VORLIEGENDER TEXT:
—————
Israelische Behörden, die den Tod Dscharadats zuerst einem Herzinfarkt zugeschrieben hatten, wollten sich nach der Autopsie vorerst nicht mehr auf eine Todesursache festlegen. Das Gesundheitsministerium teilte mit, es seien weitere Tests vonnöten, um zu klären, woran der junge Mann gestorben sei.
Bereits am Montagmorgen hatten sich Tausende Palästinenser in Sair, dem Heimatdorf des Verstorbenen in der Nähe von Hebron, versammelt, um ihm das letzte Geleit zu geben. Die israelische Armee hatte Tausende von Soldaten in höchste Alarmbereitschaft versetzt. Ausländische Journalisten wurden an Kontrollpunkten der Armee zunächst aufgehalten und nicht nach Sair durchgelassen.
Der Grund für die heftige Reaktion auf den Tod Dscharadats ist auch die hohe Zahl palästinensischer Häftlinge in israelischer Haft. Seit Beginn der Besatzung 1967 haben etwa 800.000 Palästinenser Zeit hinter israelischen Gittern verbracht. Etwa 200 Gefangene sind in dieser Zeit in israelischem Gewahrsam gestorben, Zigtausende wurden nach Angaben von Menschenrechtsorganisationen gefoltert. Am Sonntag haben 4500 palästinensische Gefangene einen Hungerstreik begonnen, um gegen den Tod Dscharadats und ihre Haftbedingungen zu protestieren.
Rapide Verschlechterung der Lage im Westjordanland
Bereits vor Dscharadats Tod war es in den vergangene Wochen zu einer rapiden Verschlechterung der Lage im besetzten Westjordanland gekommen.
- Am Freitag hatten sich Hunderte Palästinenser in mehreren Orten des Westjordanlandes wieder Straßenschlachten mit israelischen Sicherheitskräften geliefert. In Hebron südlich von Jerusalem ging auch palästinensische Polizei gegen die Demonstranten vor. Dort hatte der israelische Extremist Baruch Goldstein vor fast genau 19 Jahren beim Grab der Patriarchen 29 Palästinenser erschossen und 125 verletzt, bevor er selbst getötet wurde.
—————
[Gespeicherte Einträge]

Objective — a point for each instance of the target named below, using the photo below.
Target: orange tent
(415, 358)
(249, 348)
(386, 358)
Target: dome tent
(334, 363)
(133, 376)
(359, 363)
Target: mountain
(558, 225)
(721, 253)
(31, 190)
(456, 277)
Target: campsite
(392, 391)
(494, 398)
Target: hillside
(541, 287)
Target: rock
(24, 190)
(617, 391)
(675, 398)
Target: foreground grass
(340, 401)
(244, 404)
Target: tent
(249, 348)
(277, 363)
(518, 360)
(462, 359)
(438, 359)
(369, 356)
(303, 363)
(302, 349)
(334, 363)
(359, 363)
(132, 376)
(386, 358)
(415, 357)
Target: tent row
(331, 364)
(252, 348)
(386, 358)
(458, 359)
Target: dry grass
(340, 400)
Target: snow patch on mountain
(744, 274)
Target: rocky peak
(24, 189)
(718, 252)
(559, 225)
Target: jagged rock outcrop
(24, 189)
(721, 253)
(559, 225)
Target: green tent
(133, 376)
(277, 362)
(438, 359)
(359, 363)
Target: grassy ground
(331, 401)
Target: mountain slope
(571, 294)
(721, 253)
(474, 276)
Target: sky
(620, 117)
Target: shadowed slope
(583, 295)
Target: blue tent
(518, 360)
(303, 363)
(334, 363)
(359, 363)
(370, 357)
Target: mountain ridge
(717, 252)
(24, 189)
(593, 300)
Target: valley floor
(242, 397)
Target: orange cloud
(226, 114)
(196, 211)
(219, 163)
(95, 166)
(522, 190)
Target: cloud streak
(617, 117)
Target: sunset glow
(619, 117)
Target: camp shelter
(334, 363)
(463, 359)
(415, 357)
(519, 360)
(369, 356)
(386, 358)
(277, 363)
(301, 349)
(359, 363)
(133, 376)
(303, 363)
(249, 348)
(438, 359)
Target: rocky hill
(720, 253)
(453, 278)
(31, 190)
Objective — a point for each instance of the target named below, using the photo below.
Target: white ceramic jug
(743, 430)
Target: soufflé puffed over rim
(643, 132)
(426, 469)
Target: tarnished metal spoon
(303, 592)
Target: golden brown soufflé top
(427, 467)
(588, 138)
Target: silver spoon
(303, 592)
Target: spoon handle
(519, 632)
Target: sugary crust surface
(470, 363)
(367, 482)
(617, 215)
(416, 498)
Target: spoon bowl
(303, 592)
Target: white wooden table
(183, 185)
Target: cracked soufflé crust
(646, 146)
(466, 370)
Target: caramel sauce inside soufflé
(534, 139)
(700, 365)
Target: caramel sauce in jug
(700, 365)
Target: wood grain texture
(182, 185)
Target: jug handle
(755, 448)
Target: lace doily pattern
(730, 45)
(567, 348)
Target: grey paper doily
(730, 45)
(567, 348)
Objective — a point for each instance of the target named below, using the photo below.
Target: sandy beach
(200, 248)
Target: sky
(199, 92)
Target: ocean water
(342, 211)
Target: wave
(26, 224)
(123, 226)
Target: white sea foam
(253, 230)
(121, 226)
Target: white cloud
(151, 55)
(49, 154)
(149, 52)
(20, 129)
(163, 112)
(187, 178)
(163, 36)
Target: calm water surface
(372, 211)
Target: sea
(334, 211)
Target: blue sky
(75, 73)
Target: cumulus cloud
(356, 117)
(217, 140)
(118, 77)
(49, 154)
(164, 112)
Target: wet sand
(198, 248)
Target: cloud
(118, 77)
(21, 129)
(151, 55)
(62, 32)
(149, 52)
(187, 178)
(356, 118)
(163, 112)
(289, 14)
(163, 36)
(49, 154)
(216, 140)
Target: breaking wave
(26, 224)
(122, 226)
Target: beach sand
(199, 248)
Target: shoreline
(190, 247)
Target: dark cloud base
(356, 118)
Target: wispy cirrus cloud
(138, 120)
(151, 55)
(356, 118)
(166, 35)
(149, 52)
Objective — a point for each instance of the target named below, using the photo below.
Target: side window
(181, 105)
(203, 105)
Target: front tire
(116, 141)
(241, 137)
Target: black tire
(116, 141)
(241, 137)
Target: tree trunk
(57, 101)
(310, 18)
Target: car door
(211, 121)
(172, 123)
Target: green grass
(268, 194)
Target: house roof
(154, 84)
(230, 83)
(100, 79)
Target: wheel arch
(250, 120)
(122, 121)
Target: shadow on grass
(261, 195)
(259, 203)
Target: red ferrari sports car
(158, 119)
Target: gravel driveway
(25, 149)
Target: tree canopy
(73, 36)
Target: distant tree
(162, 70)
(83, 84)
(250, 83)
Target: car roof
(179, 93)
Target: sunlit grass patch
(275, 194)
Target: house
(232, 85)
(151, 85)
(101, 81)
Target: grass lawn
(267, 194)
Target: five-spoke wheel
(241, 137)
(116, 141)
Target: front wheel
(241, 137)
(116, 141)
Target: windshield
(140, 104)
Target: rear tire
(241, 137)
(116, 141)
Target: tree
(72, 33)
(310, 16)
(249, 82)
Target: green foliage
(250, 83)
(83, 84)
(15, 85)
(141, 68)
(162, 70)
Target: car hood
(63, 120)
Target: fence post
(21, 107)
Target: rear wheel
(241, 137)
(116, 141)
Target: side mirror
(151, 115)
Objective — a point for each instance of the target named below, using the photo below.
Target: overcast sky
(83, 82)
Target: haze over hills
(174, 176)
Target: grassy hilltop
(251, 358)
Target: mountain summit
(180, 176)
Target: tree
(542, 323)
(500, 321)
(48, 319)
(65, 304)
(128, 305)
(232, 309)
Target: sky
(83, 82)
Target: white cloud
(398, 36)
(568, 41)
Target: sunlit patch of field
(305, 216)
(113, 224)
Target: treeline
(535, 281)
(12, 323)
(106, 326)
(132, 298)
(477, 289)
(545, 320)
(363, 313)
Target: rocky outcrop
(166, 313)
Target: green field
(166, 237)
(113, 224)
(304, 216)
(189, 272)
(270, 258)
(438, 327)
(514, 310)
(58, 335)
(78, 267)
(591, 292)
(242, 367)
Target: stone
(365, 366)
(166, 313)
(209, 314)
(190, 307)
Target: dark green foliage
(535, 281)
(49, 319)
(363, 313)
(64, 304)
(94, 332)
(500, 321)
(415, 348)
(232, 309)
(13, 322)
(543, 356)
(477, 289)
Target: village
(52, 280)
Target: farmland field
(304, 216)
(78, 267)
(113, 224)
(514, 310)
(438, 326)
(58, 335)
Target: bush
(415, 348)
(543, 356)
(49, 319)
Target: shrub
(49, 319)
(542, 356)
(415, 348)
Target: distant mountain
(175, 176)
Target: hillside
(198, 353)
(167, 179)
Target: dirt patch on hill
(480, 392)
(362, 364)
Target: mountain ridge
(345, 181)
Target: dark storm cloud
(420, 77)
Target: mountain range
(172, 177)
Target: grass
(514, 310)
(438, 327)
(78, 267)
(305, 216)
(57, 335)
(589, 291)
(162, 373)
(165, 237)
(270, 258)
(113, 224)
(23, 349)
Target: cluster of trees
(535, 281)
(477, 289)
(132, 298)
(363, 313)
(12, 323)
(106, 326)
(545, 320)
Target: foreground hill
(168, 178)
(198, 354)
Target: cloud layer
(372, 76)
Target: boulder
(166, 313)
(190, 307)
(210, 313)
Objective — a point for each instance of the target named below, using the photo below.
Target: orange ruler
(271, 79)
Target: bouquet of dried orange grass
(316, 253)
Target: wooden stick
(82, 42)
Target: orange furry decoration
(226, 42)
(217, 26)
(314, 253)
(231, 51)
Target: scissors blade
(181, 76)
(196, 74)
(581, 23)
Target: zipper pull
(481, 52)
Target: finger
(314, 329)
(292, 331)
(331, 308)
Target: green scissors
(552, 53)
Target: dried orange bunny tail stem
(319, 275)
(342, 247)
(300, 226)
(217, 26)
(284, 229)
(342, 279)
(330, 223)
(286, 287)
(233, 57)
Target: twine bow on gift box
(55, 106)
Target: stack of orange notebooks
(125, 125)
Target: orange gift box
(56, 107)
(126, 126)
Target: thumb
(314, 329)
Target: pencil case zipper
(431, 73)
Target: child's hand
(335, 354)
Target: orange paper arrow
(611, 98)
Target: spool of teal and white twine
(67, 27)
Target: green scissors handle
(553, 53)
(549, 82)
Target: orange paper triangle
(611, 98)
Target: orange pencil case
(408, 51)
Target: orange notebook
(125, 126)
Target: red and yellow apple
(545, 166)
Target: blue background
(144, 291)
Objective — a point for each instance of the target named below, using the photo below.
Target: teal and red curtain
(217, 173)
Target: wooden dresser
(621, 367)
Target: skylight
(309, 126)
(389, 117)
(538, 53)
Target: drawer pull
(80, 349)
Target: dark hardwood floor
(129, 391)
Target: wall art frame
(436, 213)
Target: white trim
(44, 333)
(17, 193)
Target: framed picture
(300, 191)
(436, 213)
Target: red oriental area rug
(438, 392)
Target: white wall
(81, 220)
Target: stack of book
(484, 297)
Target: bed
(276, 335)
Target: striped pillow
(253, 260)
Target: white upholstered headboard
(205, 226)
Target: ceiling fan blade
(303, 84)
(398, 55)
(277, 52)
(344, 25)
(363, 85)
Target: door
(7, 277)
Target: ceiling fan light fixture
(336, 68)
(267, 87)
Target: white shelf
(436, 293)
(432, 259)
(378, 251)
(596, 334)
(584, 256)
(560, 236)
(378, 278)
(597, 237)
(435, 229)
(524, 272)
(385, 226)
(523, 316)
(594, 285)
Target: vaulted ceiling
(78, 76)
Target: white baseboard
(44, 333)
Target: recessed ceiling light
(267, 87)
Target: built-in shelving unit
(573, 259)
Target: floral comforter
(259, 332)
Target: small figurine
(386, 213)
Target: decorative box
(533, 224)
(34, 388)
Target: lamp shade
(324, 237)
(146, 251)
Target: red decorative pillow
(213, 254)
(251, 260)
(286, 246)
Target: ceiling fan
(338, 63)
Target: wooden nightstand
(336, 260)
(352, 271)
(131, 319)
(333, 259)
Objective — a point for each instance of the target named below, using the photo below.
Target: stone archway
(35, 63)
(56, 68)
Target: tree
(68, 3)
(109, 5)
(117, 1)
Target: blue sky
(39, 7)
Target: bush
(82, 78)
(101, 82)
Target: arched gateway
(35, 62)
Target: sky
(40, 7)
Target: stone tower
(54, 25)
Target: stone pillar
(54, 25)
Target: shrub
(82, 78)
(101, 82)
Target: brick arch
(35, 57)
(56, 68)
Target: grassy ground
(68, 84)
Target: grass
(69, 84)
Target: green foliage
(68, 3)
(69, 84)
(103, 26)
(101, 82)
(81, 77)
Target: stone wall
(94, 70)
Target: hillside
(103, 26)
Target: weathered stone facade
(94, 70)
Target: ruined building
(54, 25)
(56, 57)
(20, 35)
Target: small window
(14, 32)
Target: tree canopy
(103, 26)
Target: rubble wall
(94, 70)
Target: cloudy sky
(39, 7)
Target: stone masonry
—————
ZU ERLEDIGENDE AUFGABEN:
(a) Beantworten Sie anhand des Berichts über Dscharadats Tod folgende Fragen:
(i) Wie viele Palästinenser haben seit Beginn der Besatzung 1967 Zeit hinter israelischen Gittern verbracht?
(ii) Wie viele palästinensische Gefangene haben am Sonntag einen Hungerstreik begonnen?
(iii) In der Nähe welcher Stadt liegt Sair, das Heimatdorf des Verstorbenen?
(b) Fassen Sie den Absatz des Berichts über Dscharadats Tod, der mit „Der Grund für die heftige Reaktion“ beginnt, als knappe Stichpunktliste zusammen.
(c) Schreiben Sie den Bericht über Dscharadats Tod im Anschluss an seinen letzten Satz weiter.
Das Material stammt aus einer anderen Quelle.

LISTE DER ANTWORTEN:
(a)
(i) Etwa 800.000 Palästinenser.
(ii) 4500 palästinensische Gefangene.
(iii) In der Nähe von Hebron.

(b)
- Ein Grund für die heftige Reaktion ist die hohe Zahl palästinensischer Häftlinge in israelischer Haft.
- Seit 1967 haben etwa 800.000 Palästinenser Zeit in israelischer Haft verbracht.
- Etwa 200 Gefangene sind seitdem in israelischem Gewahrsam gestorben.
- Nach Angaben von Menschenrechtsorganisationen wurden Zigtausende gefoltert.
- Am Sonntag begannen 4500 palästinensische Gefangene einen Hungerstreik gegen Dscharadats Tod und ihre Haftbedingungen.

(c)
- Bereits am Donnerstag hatten sich Hunderte palästinensische Demonstranten vor dem israelischen Militärgefängnis Ofer bei Ramallah Konfrontationen mit israelischen Soldaten geliefert. Mit ihrer Versammlung wollten sie Solidarität mit vier palästinensischen Häftlingen zeigen, die sich seit Monaten im Hungerstreik befinden, um gegen ihre Haft ohne Anklage zu protestieren.
Einer von ihnen, Samer Issawi aus Ost-Jerusalem, nimmt bereits seit 213 Tagen keine feste Nahrung zu sich. Er hat angekündigt, er wolle seinen Protest bis zu seinem Tod oder seiner Freilassung fortsetzen. Am vergangenen Dienstag hatte sich Uno-Generalsekretär Ban Ki Moon in die Angelegenheit eingeschaltet. "Die Festgehaltenen müssen angeklagt und gemäß internationalen Standards vor Gericht gestellt oder freigelassen werden", sagte Ban.
Zum Unmut der Bevölkerung trägt bei, dass die finanzielle Lage vieler palästinensischer Familien angespannt ist. Als Reaktion auf die Aufnahme Palästinas als beobachtender Nichtmitgliedsstaat durch die Uno hat Jerusalem den Transfer von in Israel eingesammelten Steuergeldern gestoppt. Nun kann die Autonomiebehörde viele Gehälter nicht mehr zahlen. In einer Geste der Entspannung überwies Israel der Behörde am Sonntag 100 Millionen Dollar an einbehaltenen Steuern.
"Die Nation ist wundgerieben", sagte Husam Zomlot, Direktor der Kommission für Außenbeziehungen der Autonomiebehörde, SPIEGEL ONLINE. Er betonte, die palästinensische Führung wolle eine gewaltsame Eskalation des jetzigen Konflikts vermeiden. "Doch wie kontrolliert man den Zorn einer verwundeten Nation?" Zomlot warf Israel vor, im Vorfeld des Besuchs von US-Präsident Barack Obama in der Region am 20. März bewusst zu provozieren. "Israel will keine politische Lösung und versucht alles, um Friedensverhandlungen unmöglich zu machen."